## START ITEMS

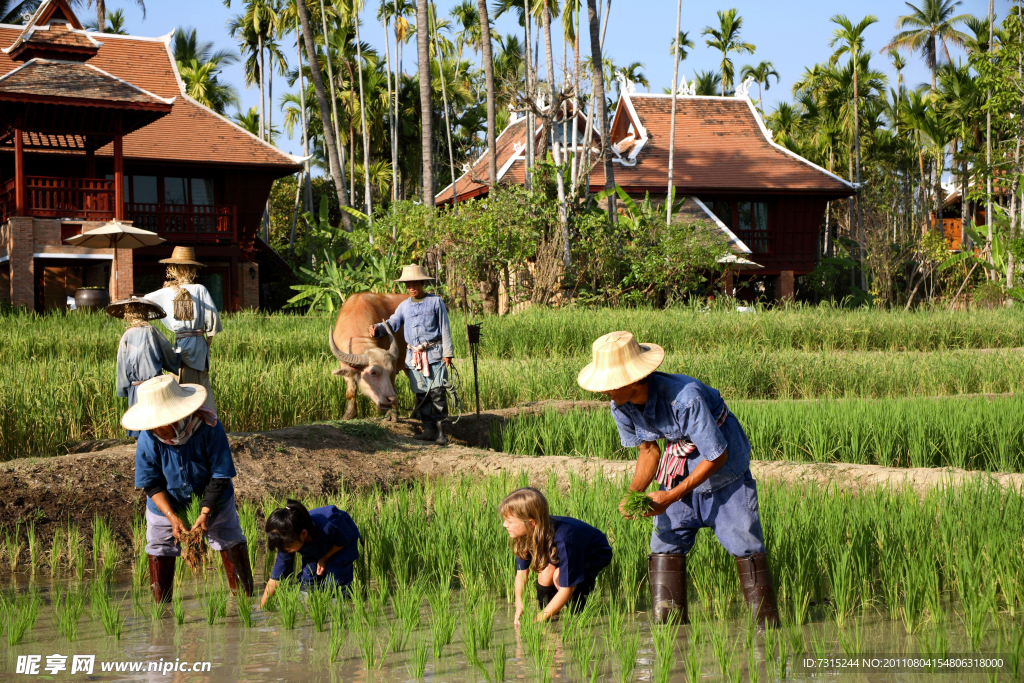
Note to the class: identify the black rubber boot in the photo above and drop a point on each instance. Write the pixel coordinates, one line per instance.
(545, 594)
(755, 580)
(668, 588)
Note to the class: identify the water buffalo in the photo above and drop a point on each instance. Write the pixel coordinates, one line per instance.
(366, 363)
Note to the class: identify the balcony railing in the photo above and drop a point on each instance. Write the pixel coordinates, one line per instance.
(185, 221)
(92, 199)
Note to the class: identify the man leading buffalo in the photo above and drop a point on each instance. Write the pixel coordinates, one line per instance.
(704, 475)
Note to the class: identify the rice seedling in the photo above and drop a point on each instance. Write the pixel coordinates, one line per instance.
(68, 608)
(12, 547)
(111, 616)
(56, 549)
(22, 614)
(288, 602)
(665, 650)
(418, 663)
(245, 604)
(34, 550)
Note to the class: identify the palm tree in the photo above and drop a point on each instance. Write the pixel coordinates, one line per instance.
(488, 78)
(101, 10)
(325, 112)
(684, 42)
(199, 65)
(426, 109)
(931, 28)
(851, 39)
(760, 74)
(726, 39)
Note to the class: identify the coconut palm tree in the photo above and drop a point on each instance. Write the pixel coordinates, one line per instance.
(426, 109)
(683, 39)
(760, 74)
(930, 28)
(850, 39)
(726, 39)
(200, 67)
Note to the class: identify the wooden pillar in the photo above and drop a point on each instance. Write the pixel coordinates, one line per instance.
(19, 207)
(119, 177)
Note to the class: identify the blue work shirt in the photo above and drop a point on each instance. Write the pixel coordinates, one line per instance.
(581, 550)
(425, 322)
(333, 527)
(184, 470)
(682, 408)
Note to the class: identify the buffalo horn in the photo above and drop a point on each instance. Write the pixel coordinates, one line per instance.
(360, 360)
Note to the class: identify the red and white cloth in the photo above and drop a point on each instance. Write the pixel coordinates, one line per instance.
(674, 459)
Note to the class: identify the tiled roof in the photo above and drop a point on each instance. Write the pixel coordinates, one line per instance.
(720, 146)
(76, 80)
(190, 132)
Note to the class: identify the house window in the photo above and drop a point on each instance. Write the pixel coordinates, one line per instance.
(748, 219)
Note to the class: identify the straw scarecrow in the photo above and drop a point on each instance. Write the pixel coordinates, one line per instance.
(704, 475)
(182, 451)
(142, 352)
(429, 351)
(193, 317)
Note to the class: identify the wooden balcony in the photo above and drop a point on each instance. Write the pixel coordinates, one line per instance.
(93, 199)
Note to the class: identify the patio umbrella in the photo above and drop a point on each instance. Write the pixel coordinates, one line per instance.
(115, 235)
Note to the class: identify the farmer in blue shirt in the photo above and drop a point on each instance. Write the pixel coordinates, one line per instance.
(327, 538)
(429, 349)
(182, 451)
(704, 475)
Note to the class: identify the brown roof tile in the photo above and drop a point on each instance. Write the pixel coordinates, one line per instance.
(190, 132)
(72, 80)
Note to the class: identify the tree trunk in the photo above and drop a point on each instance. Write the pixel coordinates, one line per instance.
(602, 120)
(363, 119)
(426, 110)
(488, 77)
(329, 138)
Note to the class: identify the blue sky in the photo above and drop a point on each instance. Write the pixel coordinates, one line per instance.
(793, 34)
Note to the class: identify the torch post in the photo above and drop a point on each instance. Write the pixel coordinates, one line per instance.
(473, 336)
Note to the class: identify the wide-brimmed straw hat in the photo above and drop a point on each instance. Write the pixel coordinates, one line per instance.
(183, 256)
(414, 273)
(617, 361)
(162, 401)
(152, 310)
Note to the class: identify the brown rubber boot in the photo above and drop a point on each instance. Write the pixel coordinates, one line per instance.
(755, 580)
(238, 568)
(162, 577)
(668, 588)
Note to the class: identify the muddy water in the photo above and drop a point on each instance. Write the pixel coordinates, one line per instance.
(268, 652)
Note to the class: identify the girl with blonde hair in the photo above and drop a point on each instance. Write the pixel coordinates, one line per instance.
(565, 553)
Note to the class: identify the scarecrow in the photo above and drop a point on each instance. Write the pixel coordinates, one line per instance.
(704, 475)
(193, 317)
(142, 352)
(182, 452)
(429, 352)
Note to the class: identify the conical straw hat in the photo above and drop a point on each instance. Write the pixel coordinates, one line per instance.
(162, 401)
(414, 273)
(617, 361)
(183, 256)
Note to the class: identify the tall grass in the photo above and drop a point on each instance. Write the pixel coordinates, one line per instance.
(976, 433)
(274, 371)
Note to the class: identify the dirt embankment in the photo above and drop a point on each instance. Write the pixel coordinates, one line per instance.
(316, 460)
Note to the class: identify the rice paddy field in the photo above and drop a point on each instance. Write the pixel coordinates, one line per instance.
(882, 573)
(274, 371)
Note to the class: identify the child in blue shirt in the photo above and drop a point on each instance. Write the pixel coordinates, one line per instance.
(327, 538)
(565, 553)
(429, 351)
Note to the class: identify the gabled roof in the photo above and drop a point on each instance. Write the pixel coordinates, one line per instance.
(721, 146)
(190, 133)
(73, 81)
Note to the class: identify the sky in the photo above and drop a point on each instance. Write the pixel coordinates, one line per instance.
(792, 34)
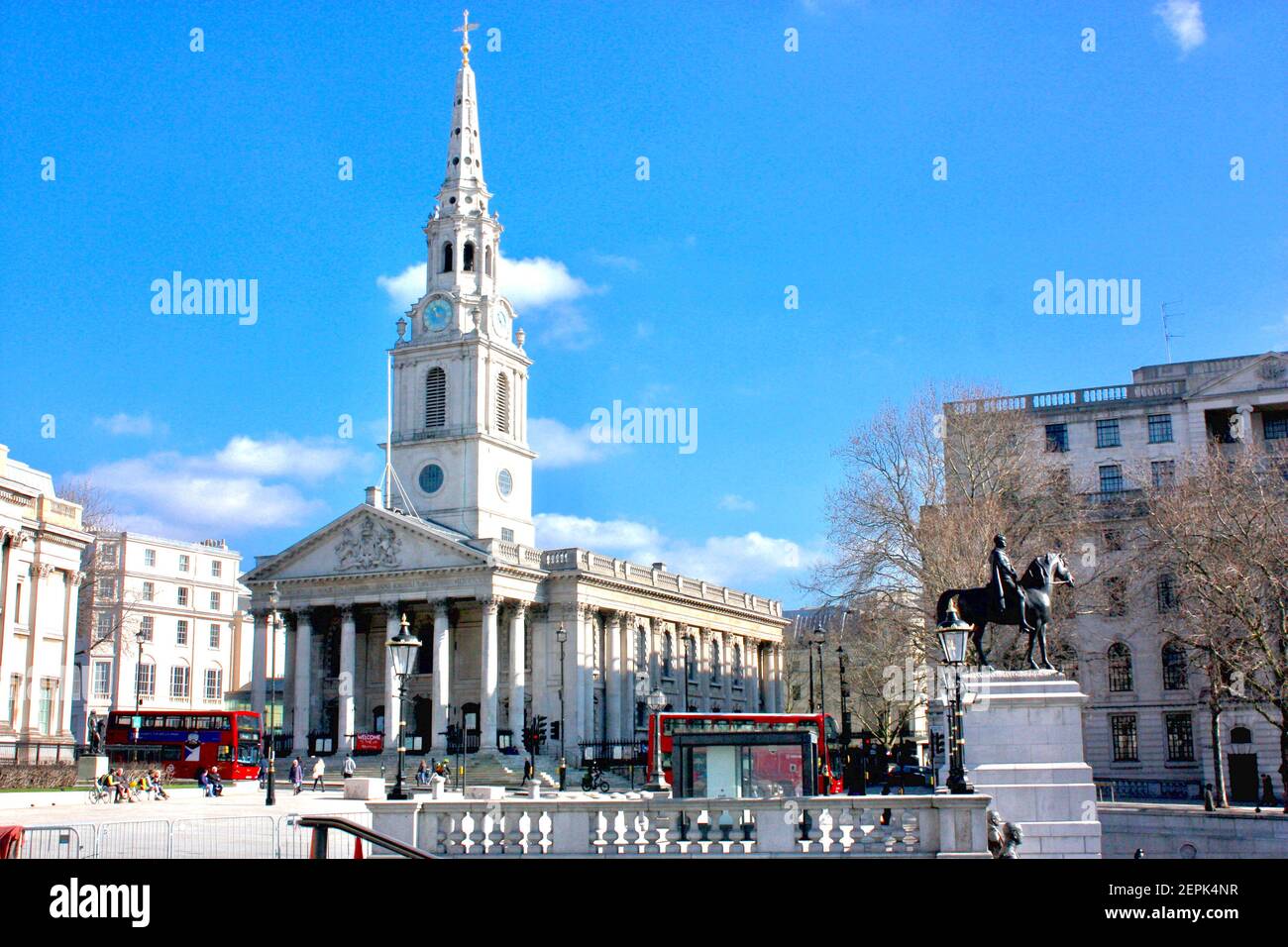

## END ITEMS

-- WHAT THE TASK REQUIRES --
List each line above that contains the word "wooden". Case matters, so a line with a capital letter where "wooden" has a small one does not count.

-- FINAL RESULT --
Note to the class: identify the wooden pillar in the photo above and drop a point on each instance. Write the pixel coordinates, one line per instance.
Note to the class: identify the wooden balcony in the photo above and drop a point on each instance. Write the pixel coordinates, one line per instance.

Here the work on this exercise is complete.